En el año 2010, en plena crisis financiera derivada de las hipotecas subprime, un referente de la industria tecnológica abrió un debate que marcó el rumbo de la estrategia industrial estadounidense: How America can create Jobs. En su mensaje —un claro alegato contra la pérdida de capacidades productivas—, Andy Grove, por aquel entonces CEO de Intel, señalaba la necesidad de una progresiva reindustrialización del país en el ámbito tecnológico para generar puestos de trabajo de alto valor añadido, fomentar la innovación y fortalecer la influencia global.
La posición de Grove, que defendía la importancia de la fabricación tecnológica, incluyendo la de chips de vanguardia en territorio nacional, fue un punto de inflexión en un cambio que se viene produciendo desde entonces. El liderazgo global no podía sostenerse si el talento y la I+D no se traducían en cadenas de valor internas y en una industria de semiconductores sólida.
Hoy, Europa se encuentra en una situación que guarda ciertas similitudes, aunque en un contexto marcadamente distinto, igual de crítico. La inestabilidad internacional y la basculación hacia nuevos ejes de poder exigen una profunda revisión de las estrategias económicas y tecnológicas, imprescindibles para el desarrollo y el crecimiento.
La guerra en Ucrania, a las puertas de la propia UE, ha alterado significativamente la situación geopolítica; la tensión en Oriente Próximo amenaza con una escalada global; la vuelta a la Casa Blanca de la administración Trump, probablemente con una agenda más proteccionista que durante su primer mandato, puede alterar las relaciones comerciales entre Europa y América; y un punto crítico es el compromiso de destinar al menos un 2% del PIB a la OTAN por parte de todos los países miembros en un entorno cada vez más polarizado, lo que implica dotarse de capacidades tecnológicas duales, algo especialmente relevante y crítico en el sector de los semiconductores.
Europa cuenta con grandes referentes en segmentos específicos de la industria de semiconductores —ASML es claramente el mayor exponente—, pero hay otras empresas importantes en el sector como Infineon, NXP o STMicroelectronics, integradas de forma significativa en la cadena de valor de los microchips. En Europa también hay tradición académica, un mercado interno fuerte y un gran talento.
Sin embargo, una gran parte del desarrollo y la producción —especialmente las de última tecnología— se han ido desplazando progresivamente hacia Asia y Norteamérica. Esto no solo supone una desventaja comercial, sino que también representa un problema de autonomía, en el que cualquier crisis internacional como las actuales puede provocar un gran impacto en las economías de la UE, en la seguridad y, a la larga, en su capacidad para tomar sus propias decisiones y líneas de acción.

DATOS DISPONIBLES:

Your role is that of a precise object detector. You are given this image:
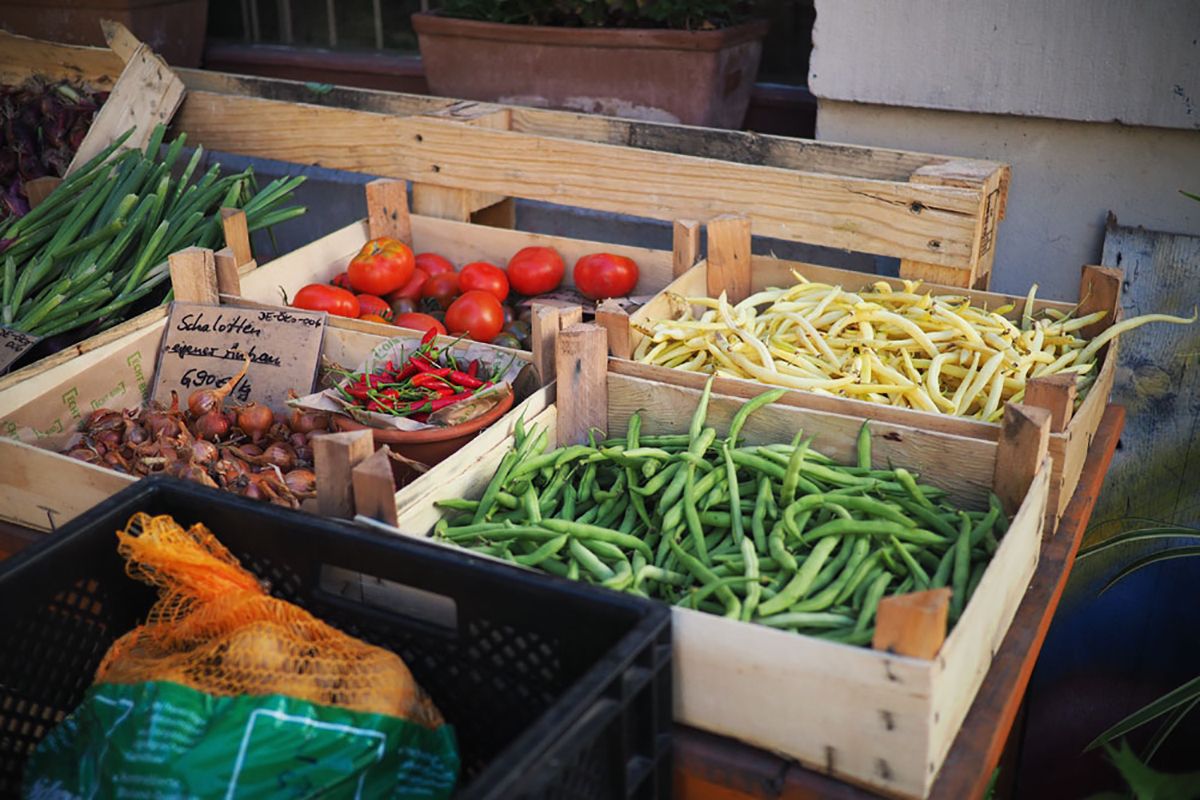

LA TAREA: Transcribe sin cambios el pasaje del texto sobre los semiconductores que empieza en "La posición de" y termina en "de semiconductores sólida.". El material no guarda relación con el texto sobre los semiconductores.

RESPUESTA:
La posición de Grove, que defendía la importancia de la fabricación tecnológica, incluyendo la de chips de vanguardia en territorio nacional, fue un punto de inflexión en un cambio que se viene produciendo desde entonces. El liderazgo global no podía sostenerse si el talento y la I+D no se traducían en cadenas de valor internas y en una industria de semiconductores sólida.